== GIVEN PASSAGE ==
Bed Bath & Beyond (BBBY -2.54%) is often considered a casualty of the retail apocalypse. Its stock has been cut in half over the past five years as its revenue declined, aggressive promotions crushed its margins, and better-run competitors like Amazon (AMZN 1.21%), Walmart (WMT 0.96%), and Target (TGT 1.57%) lured away its shoppers.
But over the past 12 months, Bed Bath & Beyond's stock rebounded 30% after it hired Target's former chief merchandising officer Mark Tritton as its new CEO, divested its non-core businesses, sold some of its real estate, shuttered its weaker stores, renovated its remaining locations, streamlined its supply chain, and focused on expanding its e-commerce platforms.
But those turnaround efforts, which Bed Bath & Beyond admits will take several years, remain sluggish. Its revenue and comparable store sales declined 7% in fiscal 2019, which ended last February, and its net loss widened. Analysts expect its revenue to tumble 14% this year, partly due to pandemic-related closures in the first quarter and its recent divestments, with another full-year net loss. Its revenue is expected to dip another 4% in fiscal 2021 as it returns to profitability.
Those estimates indicate Bed Bath & Beyond isn't doomed yet. But instead of putting too much faith in its wobbly recovery, I believe investors should stick with a retailer that has already stabilized: Best Buy (BBY 0.43%).
How did Best Buy survive the retail apocalypse?
Back in 2012, Best Buy was in the same boat as Bed Bath & Beyond. It was losing shoppers to Amazon, Walmart, and other retailers, and visitors often used its stores as "showrooms" to test out products before buying them online. Its CEO also abruptly resigned over an inappropriate relationship with an employee.

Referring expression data
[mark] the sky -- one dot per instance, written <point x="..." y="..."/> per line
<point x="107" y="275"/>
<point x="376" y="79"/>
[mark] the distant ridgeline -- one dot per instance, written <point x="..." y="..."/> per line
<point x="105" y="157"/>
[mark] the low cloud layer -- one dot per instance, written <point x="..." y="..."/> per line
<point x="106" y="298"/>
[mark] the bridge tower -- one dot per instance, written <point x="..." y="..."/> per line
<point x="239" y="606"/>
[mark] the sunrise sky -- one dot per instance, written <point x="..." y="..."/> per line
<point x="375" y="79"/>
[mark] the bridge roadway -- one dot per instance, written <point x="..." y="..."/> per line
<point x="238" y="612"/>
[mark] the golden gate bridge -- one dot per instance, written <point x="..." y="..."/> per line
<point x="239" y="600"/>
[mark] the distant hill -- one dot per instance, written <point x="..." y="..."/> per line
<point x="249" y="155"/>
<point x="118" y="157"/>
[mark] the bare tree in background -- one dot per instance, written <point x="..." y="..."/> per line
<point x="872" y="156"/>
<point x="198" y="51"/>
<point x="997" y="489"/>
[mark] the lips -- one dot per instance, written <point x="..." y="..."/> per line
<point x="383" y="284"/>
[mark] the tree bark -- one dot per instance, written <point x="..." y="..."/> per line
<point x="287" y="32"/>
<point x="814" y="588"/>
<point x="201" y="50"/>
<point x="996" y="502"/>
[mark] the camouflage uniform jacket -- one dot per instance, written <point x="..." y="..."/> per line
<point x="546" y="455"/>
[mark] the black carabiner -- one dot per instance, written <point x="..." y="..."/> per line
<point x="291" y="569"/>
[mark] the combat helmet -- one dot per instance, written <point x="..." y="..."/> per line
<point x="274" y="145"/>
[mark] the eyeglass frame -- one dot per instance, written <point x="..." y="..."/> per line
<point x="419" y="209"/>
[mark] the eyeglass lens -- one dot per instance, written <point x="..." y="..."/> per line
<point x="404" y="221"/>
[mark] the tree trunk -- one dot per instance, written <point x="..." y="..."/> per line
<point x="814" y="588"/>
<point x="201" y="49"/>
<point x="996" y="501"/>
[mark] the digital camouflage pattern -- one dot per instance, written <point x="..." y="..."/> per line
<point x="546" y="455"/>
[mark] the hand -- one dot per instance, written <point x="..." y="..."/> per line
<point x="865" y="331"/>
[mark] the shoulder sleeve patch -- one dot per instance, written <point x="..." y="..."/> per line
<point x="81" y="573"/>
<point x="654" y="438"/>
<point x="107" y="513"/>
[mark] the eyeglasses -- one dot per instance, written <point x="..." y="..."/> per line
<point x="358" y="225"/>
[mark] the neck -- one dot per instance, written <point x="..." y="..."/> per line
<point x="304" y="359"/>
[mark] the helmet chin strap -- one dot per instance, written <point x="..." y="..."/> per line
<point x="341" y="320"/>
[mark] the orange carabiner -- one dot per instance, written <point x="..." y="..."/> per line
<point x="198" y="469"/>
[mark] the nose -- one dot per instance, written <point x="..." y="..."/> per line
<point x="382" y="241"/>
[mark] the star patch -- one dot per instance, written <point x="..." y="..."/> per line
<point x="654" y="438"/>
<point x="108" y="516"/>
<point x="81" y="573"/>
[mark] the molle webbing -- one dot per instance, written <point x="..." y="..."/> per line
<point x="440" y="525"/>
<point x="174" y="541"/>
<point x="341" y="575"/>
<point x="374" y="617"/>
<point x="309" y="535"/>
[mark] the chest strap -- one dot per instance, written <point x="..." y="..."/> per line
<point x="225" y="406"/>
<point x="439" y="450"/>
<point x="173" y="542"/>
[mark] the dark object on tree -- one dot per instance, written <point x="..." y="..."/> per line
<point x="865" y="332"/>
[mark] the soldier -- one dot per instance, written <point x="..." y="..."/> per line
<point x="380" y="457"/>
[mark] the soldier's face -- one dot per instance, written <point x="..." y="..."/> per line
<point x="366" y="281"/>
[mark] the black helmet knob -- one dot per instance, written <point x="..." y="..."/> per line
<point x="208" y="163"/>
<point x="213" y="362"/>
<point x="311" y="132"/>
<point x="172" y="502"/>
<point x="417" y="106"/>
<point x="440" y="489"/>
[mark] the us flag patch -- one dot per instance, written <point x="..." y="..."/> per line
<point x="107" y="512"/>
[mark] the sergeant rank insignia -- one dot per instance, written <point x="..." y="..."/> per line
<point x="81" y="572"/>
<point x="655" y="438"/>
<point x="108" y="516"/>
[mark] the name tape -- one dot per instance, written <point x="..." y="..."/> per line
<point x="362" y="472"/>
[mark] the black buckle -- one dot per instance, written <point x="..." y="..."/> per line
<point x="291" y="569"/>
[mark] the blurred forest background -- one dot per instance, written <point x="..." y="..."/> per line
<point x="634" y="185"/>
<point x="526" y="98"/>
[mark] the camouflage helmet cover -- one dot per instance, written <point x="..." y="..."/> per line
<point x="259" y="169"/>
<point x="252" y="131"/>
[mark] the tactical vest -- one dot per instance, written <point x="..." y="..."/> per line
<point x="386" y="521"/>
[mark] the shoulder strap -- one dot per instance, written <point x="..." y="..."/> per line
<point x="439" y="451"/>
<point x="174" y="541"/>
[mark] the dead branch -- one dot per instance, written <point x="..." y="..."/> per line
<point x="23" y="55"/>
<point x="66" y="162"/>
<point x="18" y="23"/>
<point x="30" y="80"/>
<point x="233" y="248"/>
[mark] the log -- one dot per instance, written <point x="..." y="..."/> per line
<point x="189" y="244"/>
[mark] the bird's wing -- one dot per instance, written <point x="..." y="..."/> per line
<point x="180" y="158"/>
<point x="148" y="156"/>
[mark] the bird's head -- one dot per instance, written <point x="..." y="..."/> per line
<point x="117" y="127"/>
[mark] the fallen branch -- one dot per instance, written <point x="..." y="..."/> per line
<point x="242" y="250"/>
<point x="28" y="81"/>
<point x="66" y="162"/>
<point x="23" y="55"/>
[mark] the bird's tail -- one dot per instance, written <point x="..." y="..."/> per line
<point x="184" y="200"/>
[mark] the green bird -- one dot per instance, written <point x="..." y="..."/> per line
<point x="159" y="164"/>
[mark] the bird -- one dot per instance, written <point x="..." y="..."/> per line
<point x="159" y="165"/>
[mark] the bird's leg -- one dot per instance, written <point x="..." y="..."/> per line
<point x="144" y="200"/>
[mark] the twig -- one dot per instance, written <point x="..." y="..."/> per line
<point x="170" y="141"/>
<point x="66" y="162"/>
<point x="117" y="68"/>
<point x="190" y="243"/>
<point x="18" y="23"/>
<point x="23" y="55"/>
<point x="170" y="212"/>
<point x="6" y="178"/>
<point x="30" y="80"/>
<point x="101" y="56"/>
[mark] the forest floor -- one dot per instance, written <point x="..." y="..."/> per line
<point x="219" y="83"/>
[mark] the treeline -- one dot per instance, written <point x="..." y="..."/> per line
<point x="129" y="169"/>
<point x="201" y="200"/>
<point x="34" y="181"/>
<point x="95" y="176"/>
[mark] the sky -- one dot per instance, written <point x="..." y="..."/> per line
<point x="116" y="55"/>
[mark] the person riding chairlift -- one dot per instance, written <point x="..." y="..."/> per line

== WORK REQUEST A ==
Answer these questions from the Bed Bath & Beyond article:
(i) Whom did Bed Bath & Beyond hire as its new CEO, and what job had that person held at Target?
(ii) By what percentage did Bed Bath & Beyond's revenue and comparable store sales decline in fiscal 2019?
(iii) In what year was Best Buy "in the same boat as Bed Bath & Beyond"?
== WORK REQUEST B ==
List every step Bed Bath & Beyond took over the past 12 months, according to the Bed Bath & Beyond article.

== EXPECTED ANSWER A ==
(i) Mark Tritton, Target's former chief merchandising officer
(ii) 7%
(iii) 2012

== EXPECTED ANSWER B ==
- Hired Target's former chief merchandising officer Mark Tritton as its new CEO
- Divested its non-core businesses
- Sold some of its real estate
- Shuttered its weaker stores
- Renovated its remaining locations
- Streamlined its supply chain
- Focused on expanding its e-commerce platforms